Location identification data

================

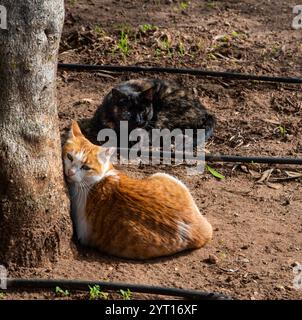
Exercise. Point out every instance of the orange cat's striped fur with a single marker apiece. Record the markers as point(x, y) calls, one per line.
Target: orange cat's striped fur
point(127, 217)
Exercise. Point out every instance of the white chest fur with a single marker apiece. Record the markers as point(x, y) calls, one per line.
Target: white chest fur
point(78, 206)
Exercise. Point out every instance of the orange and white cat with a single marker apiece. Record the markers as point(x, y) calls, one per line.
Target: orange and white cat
point(126, 217)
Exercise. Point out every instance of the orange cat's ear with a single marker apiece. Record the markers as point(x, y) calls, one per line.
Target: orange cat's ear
point(75, 130)
point(106, 153)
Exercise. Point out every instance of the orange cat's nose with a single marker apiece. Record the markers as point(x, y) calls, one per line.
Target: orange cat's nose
point(70, 172)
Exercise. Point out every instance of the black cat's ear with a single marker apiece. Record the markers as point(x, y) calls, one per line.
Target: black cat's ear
point(117, 94)
point(147, 95)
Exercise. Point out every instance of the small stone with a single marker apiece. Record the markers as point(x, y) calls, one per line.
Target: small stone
point(211, 259)
point(295, 264)
point(279, 288)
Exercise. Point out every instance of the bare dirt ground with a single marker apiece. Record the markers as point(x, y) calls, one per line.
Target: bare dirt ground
point(257, 226)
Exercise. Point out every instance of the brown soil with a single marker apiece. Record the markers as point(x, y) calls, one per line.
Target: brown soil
point(258, 226)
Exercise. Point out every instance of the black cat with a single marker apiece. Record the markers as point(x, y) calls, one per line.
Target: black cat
point(152, 104)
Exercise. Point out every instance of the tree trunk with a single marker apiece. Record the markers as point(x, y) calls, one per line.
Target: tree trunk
point(35, 226)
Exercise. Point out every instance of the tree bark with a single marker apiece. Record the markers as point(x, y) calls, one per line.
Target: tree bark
point(35, 226)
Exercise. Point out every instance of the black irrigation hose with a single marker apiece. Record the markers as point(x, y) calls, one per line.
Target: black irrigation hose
point(253, 159)
point(112, 286)
point(196, 72)
point(225, 158)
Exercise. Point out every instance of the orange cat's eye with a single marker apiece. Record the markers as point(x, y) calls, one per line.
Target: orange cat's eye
point(84, 167)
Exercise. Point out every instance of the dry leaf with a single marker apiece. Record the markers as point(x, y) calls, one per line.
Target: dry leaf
point(275, 186)
point(266, 175)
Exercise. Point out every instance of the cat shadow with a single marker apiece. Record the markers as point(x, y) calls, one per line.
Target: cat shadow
point(92, 255)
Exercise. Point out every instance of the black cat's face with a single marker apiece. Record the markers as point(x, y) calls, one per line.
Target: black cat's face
point(134, 107)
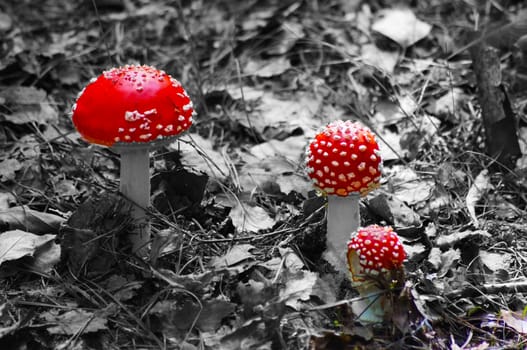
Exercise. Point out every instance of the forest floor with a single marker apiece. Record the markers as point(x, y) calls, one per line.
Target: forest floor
point(238, 230)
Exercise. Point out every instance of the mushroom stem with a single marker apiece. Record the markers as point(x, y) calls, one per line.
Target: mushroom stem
point(343, 218)
point(135, 186)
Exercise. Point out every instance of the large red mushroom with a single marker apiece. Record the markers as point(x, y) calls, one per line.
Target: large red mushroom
point(375, 261)
point(133, 109)
point(344, 163)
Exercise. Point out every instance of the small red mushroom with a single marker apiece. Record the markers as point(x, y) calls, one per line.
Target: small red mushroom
point(344, 163)
point(133, 109)
point(375, 260)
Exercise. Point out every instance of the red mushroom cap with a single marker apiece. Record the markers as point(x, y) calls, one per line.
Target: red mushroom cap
point(132, 105)
point(374, 249)
point(344, 158)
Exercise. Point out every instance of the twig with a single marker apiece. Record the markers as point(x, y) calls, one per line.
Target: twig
point(489, 288)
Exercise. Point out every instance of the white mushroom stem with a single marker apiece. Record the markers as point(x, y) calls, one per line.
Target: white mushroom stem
point(135, 186)
point(343, 218)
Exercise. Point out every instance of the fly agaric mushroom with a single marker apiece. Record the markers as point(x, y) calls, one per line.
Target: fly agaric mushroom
point(133, 109)
point(344, 163)
point(375, 260)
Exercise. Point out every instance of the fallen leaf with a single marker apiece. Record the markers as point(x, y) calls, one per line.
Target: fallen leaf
point(447, 105)
point(388, 112)
point(8, 169)
point(276, 116)
point(212, 314)
point(28, 105)
point(234, 256)
point(268, 68)
point(45, 258)
point(24, 218)
point(6, 200)
point(250, 218)
point(477, 191)
point(401, 25)
point(197, 153)
point(75, 321)
point(298, 287)
point(17, 244)
point(515, 320)
point(394, 211)
point(381, 59)
point(408, 186)
point(456, 237)
point(496, 261)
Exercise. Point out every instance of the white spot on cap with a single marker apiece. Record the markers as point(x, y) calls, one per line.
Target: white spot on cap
point(188, 106)
point(150, 112)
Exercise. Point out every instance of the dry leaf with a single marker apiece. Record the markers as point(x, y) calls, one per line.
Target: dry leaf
point(75, 321)
point(401, 25)
point(515, 320)
point(24, 218)
point(17, 244)
point(479, 188)
point(250, 218)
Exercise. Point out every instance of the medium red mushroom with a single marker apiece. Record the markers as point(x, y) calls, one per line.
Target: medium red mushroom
point(133, 109)
point(344, 163)
point(375, 260)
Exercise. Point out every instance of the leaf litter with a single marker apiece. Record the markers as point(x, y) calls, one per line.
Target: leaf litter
point(237, 230)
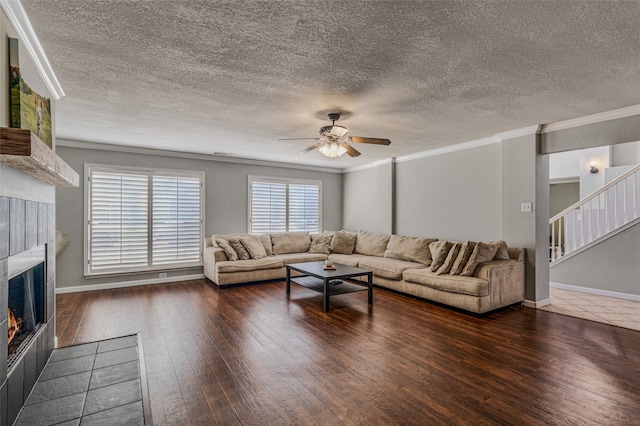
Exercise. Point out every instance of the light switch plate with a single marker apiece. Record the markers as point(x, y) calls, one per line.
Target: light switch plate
point(525, 207)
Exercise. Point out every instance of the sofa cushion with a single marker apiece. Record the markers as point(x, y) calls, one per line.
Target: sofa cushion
point(371, 244)
point(413, 249)
point(343, 242)
point(387, 267)
point(451, 283)
point(448, 262)
point(265, 239)
point(290, 242)
point(242, 252)
point(439, 251)
point(226, 236)
point(483, 252)
point(301, 257)
point(321, 243)
point(228, 250)
point(463, 257)
point(347, 259)
point(249, 265)
point(253, 244)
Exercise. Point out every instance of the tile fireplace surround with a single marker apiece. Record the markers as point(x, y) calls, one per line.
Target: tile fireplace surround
point(29, 171)
point(25, 225)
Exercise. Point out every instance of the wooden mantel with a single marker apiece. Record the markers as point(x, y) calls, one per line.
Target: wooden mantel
point(24, 151)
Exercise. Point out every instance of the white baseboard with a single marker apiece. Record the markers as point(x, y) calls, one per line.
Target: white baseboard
point(597, 291)
point(536, 303)
point(122, 284)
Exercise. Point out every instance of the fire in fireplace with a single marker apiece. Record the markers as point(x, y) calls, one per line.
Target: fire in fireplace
point(26, 301)
point(14, 325)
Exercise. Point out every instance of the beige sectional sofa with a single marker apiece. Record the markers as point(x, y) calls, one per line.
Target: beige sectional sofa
point(492, 274)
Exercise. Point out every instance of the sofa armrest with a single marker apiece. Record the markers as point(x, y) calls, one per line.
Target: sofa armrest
point(506, 281)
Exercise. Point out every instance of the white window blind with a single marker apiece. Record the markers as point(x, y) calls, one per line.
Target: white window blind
point(279, 205)
point(119, 222)
point(304, 207)
point(176, 219)
point(268, 207)
point(142, 220)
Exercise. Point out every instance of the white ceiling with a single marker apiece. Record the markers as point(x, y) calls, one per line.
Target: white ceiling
point(234, 76)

================

• **THE EXERCISE**: Render every line of the data above as a JSON list of strings, one string per line, with blank lines dropped and the pictures omitted.

• **TASK OUTPUT**:
[
  "Exercise. Point out every instance of the orange cat's striped fur with a single marker apiece. Record the markers as point(x, y) calls, one per line.",
  "Target: orange cat's striped fur",
  "point(127, 217)",
  "Exercise. Point out every instance of the white chest fur with a single marker apiece. Record the markers as point(x, y) calls, one per line.",
  "Target: white chest fur",
  "point(78, 206)",
  "Exercise. Point out every instance of the orange and white cat with a single marker apiece. Record the markers as point(x, y) calls, one per line.",
  "Target: orange and white cat",
  "point(126, 217)",
  "Exercise. Point out every instance of the orange cat's ear with a single marker apiece. Record the markers as point(x, y) calls, one per line.",
  "Target: orange cat's ear",
  "point(75, 130)",
  "point(106, 153)",
  "Exercise. Point out every instance of the orange cat's nose with a single marker apiece. Record the markers as point(x, y) calls, one per line.",
  "Target: orange cat's nose",
  "point(70, 172)",
  "Exercise. Point out every instance of the black cat's ear with a single marker apiece. Record the markers as point(x, y) calls, one per line.",
  "Target: black cat's ear",
  "point(117, 94)",
  "point(147, 95)",
  "Exercise. Point out every instance of the small stone with a single marker apiece. Record the markers as point(x, y) calls, one per line.",
  "Target: small stone",
  "point(211, 259)",
  "point(295, 264)",
  "point(279, 288)",
  "Exercise. Point out every instance of the bare dirt ground with a single marker apiece. Record the markers as point(x, y) calls, one per line.",
  "Target: bare dirt ground",
  "point(257, 226)",
  "Exercise. Point out every instance of the brown soil with a single marker apiece. Record the markers as point(x, y) calls, one per line.",
  "Target: brown soil",
  "point(258, 226)",
  "Exercise. Point out every instance of the black cat with a single marker apiece. Record the markers as point(x, y) calls, one per line.",
  "Target: black cat",
  "point(152, 104)",
  "Exercise. Point out every instance of the tree trunk with a single marker apiece. Record the markers as point(x, y) calls, one per line.",
  "Target: tree trunk",
  "point(35, 226)",
  "Exercise. Point out every instance of the tree bark with a single marker apiece. Record the markers as point(x, y) calls, one per line.",
  "Target: tree bark",
  "point(35, 226)",
  "Exercise. Point out every instance of the black irrigation hose with a single marker apiece. Record the markers as point(x, y) calls, one per line.",
  "Target: black irrigation hose",
  "point(253, 159)",
  "point(112, 286)",
  "point(196, 72)",
  "point(225, 158)",
  "Exercise. Point out every instance of the orange cat's eye with a single marker apiece. Record the markers as point(x, y) calls, one per line.",
  "Target: orange cat's eye",
  "point(84, 167)",
  "Exercise. Point out every instance of the dry leaf with a single marker apiece. Record the markers as point(x, y) calls, one per line.",
  "Target: dry leaf",
  "point(275, 186)",
  "point(266, 175)",
  "Exercise. Point out every instance of the cat shadow with a single marker apiece. Record the markers as point(x, y) calls, one per line.",
  "Target: cat shadow",
  "point(92, 255)",
  "Exercise. Point out every instance of the black cat's face with a single marker apiece. Record the markers as point(x, y) calls, one per line.",
  "Target: black cat's face",
  "point(134, 107)",
  "Exercise. Point out every instance of the forest floor with a single marker apiece. Record the markers as point(x, y) calls, one per line.",
  "Target: forest floor",
  "point(238, 230)",
  "Exercise. Point out every instance of the mushroom stem with a single marker apiece. Record the markers as point(x, y) calls, one per line.",
  "Target: mushroom stem",
  "point(343, 218)",
  "point(135, 186)",
  "Exercise. Point out every instance of the large red mushroom with a single marker apiece. Record the markers as point(x, y) calls, one per line.",
  "Target: large red mushroom",
  "point(375, 261)",
  "point(133, 109)",
  "point(344, 163)",
  "Exercise. Point out every instance of the small red mushroom with a single marker apiece. Record the markers as point(x, y) calls, one per line.",
  "Target: small red mushroom",
  "point(344, 163)",
  "point(133, 109)",
  "point(375, 260)",
  "Exercise. Point out every instance of the red mushroom cap with a single marker apiece. Record the markers as point(x, y) calls, one per line.",
  "Target: red mushroom cap",
  "point(132, 105)",
  "point(374, 249)",
  "point(344, 158)",
  "Exercise. Point out every instance of the twig with a single marker apiece. Record the markers as point(x, y) calls, one per line.",
  "Target: twig",
  "point(489, 288)",
  "Exercise. Point out every instance of the white mushroom stem with a single marker apiece. Record the markers as point(x, y) calls, one per line.",
  "Target: white mushroom stem",
  "point(135, 186)",
  "point(343, 218)",
  "Exercise. Point out every instance of the fly agaric mushroom with a single marker apiece. Record the markers as point(x, y) calls, one per line.",
  "Target: fly agaric mushroom",
  "point(133, 109)",
  "point(344, 163)",
  "point(375, 260)",
  "Exercise. Point out every instance of the fallen leaf with a single marker apiece. Record the markers as point(x, y) calls, one per line.",
  "Target: fallen leaf",
  "point(447, 105)",
  "point(388, 112)",
  "point(8, 169)",
  "point(276, 116)",
  "point(212, 314)",
  "point(28, 105)",
  "point(234, 256)",
  "point(268, 68)",
  "point(45, 258)",
  "point(24, 218)",
  "point(6, 200)",
  "point(250, 218)",
  "point(477, 191)",
  "point(401, 25)",
  "point(197, 153)",
  "point(75, 321)",
  "point(298, 287)",
  "point(17, 244)",
  "point(515, 320)",
  "point(394, 211)",
  "point(381, 59)",
  "point(408, 186)",
  "point(456, 237)",
  "point(496, 261)",
  "Exercise. Point out every instance of the white spot on cap with a single marker apiece. Record the markers as point(x, y) calls, one per line.",
  "Target: white spot on cap",
  "point(188, 106)",
  "point(150, 112)",
  "Exercise. Point out every instance of the dry leaf with a single marker apiece. Record the markers as point(x, y) calls, one per line.",
  "Target: dry leaf",
  "point(75, 321)",
  "point(401, 25)",
  "point(515, 320)",
  "point(24, 218)",
  "point(17, 244)",
  "point(479, 188)",
  "point(250, 218)",
  "Exercise. Point out every instance of the medium red mushroom with a single marker apiece. Record the markers as point(x, y) calls, one per line.",
  "Target: medium red mushroom",
  "point(133, 109)",
  "point(344, 163)",
  "point(375, 260)",
  "Exercise. Point out every instance of the leaf litter with a single marker apiece. Record the markers as point(x, y) calls, one per line.",
  "Target: leaf litter",
  "point(237, 230)",
  "Exercise. Point out every instance of the light switch plate with a single marker apiece. Record the markers as point(x, y) calls, one per line.",
  "Target: light switch plate",
  "point(525, 207)",
  "Exercise. Point out every instance of the sofa cushion with a single marker apiece. Record the markers as point(x, y) calls, one per line.",
  "Target: sofa cushion",
  "point(371, 244)",
  "point(413, 249)",
  "point(343, 242)",
  "point(387, 267)",
  "point(451, 283)",
  "point(448, 262)",
  "point(265, 239)",
  "point(290, 242)",
  "point(242, 252)",
  "point(439, 251)",
  "point(226, 236)",
  "point(483, 252)",
  "point(301, 257)",
  "point(321, 243)",
  "point(228, 250)",
  "point(463, 257)",
  "point(347, 259)",
  "point(249, 265)",
  "point(253, 244)",
  "Exercise. Point out every instance of the tile fireplace surround with a single marker apiece. Record the markers as point(x, y) calls, one per line.",
  "Target: tile fireplace surround",
  "point(29, 171)",
  "point(25, 225)",
  "Exercise. Point out every instance of the wooden mantel with a single marker apiece. Record the markers as point(x, y) calls, one per line.",
  "Target: wooden mantel",
  "point(24, 151)",
  "Exercise. Point out every instance of the white baseboard with a single marker apiece. Record the markers as point(x, y) calls, one per line.",
  "Target: white baseboard",
  "point(597, 291)",
  "point(536, 303)",
  "point(122, 284)",
  "Exercise. Point out every instance of the fire in fireplace with a single marker apiece. Record the markers as point(x, y) calls, one per line.",
  "Target: fire in fireplace",
  "point(26, 301)",
  "point(14, 325)",
  "Exercise. Point out every instance of the beige sectional sofa with a single marker apiece. Record the markers as point(x, y) calls, one per line.",
  "Target: beige sectional sofa",
  "point(492, 274)",
  "Exercise. Point out every instance of the sofa armrest with a single marker apiece. Record the markers as point(x, y) calls, one per line.",
  "Target: sofa armrest",
  "point(506, 281)",
  "Exercise. Point out every instance of the white window blind with a single marker apiece. Record the markers as point(x, y) calls, one per line.",
  "Target: white window blind",
  "point(279, 205)",
  "point(119, 222)",
  "point(304, 207)",
  "point(176, 219)",
  "point(268, 207)",
  "point(142, 220)",
  "Exercise. Point out every instance of the white ceiling with a single marker apiece. Record the markers as point(x, y) calls, one per line.",
  "Target: white ceiling",
  "point(234, 76)"
]